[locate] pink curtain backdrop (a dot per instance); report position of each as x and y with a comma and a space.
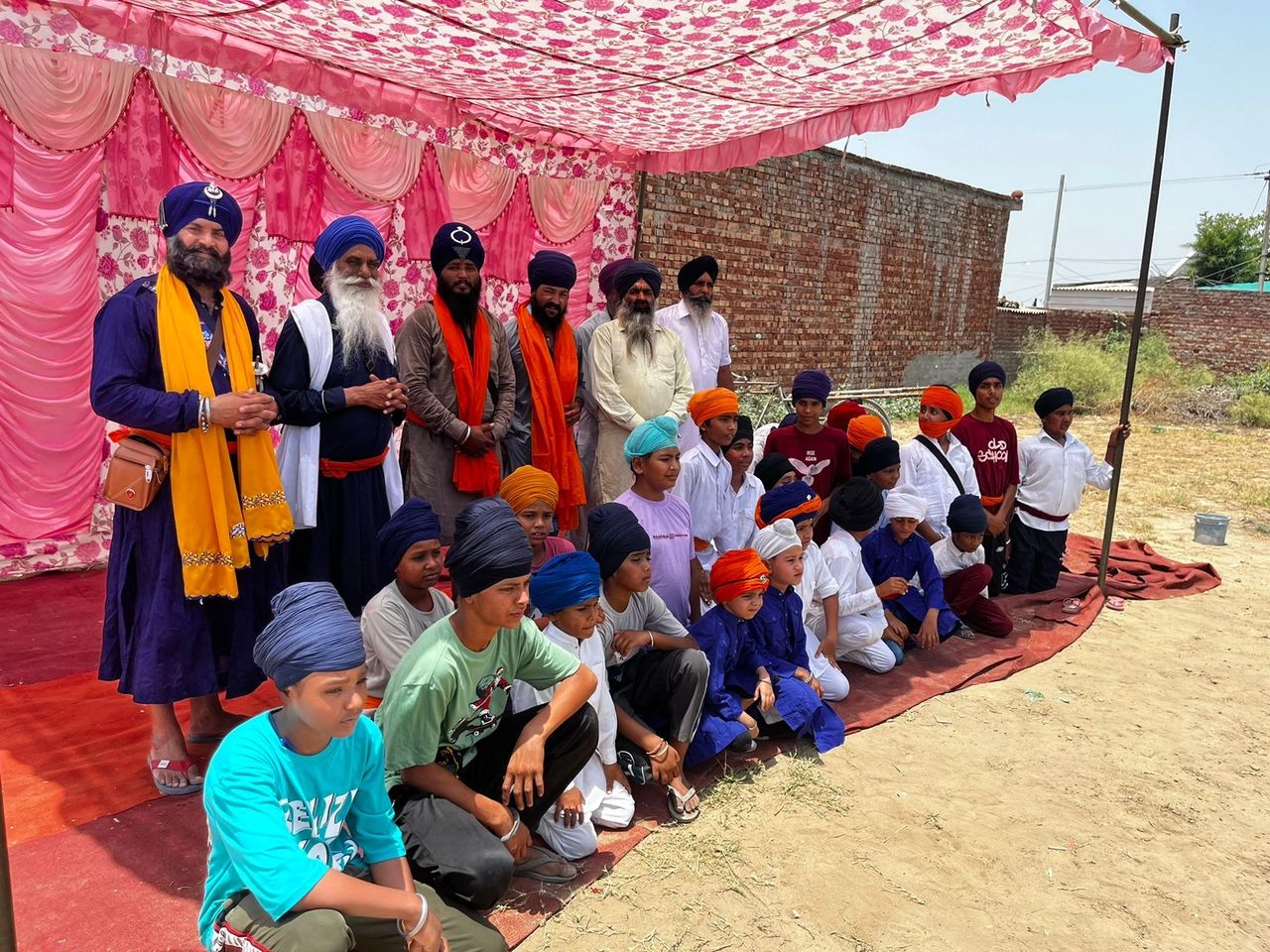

================================

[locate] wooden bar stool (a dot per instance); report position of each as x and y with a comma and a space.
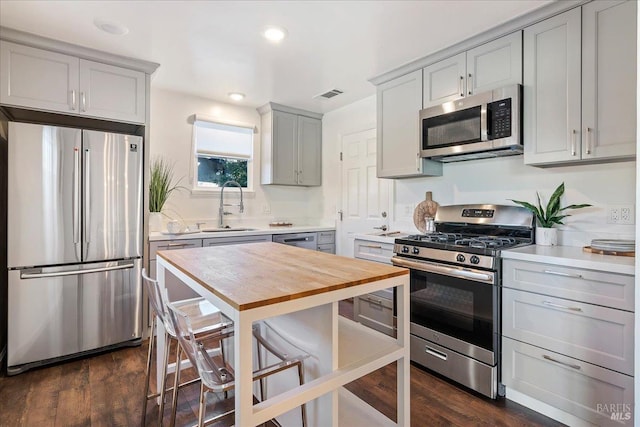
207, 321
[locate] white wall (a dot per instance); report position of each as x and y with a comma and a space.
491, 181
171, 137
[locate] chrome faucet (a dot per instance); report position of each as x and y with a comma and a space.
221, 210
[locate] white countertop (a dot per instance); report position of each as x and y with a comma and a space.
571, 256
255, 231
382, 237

================================

• [STATED TASK]:
Pick out every line in the rows above that contains the word "locate" and copy those lines. Case counts.

• [ANSWER TO THE PROBLEM]:
[locate] pink curtain backdrop (a dot per instance); report position of each as x and y with a comma and a space.
[locate] wooden bar stool (a dot per instance); report position of each as x and y with a comma and a space.
[locate] white wall (a dot per instance); report position of each as x and y with a comma and a space.
[locate] chrome faucet (a dot per instance); report position of each as x and y with a comma and a space.
[locate] white countertop (a dot per instance); report position of each as x and y with a comma and a space.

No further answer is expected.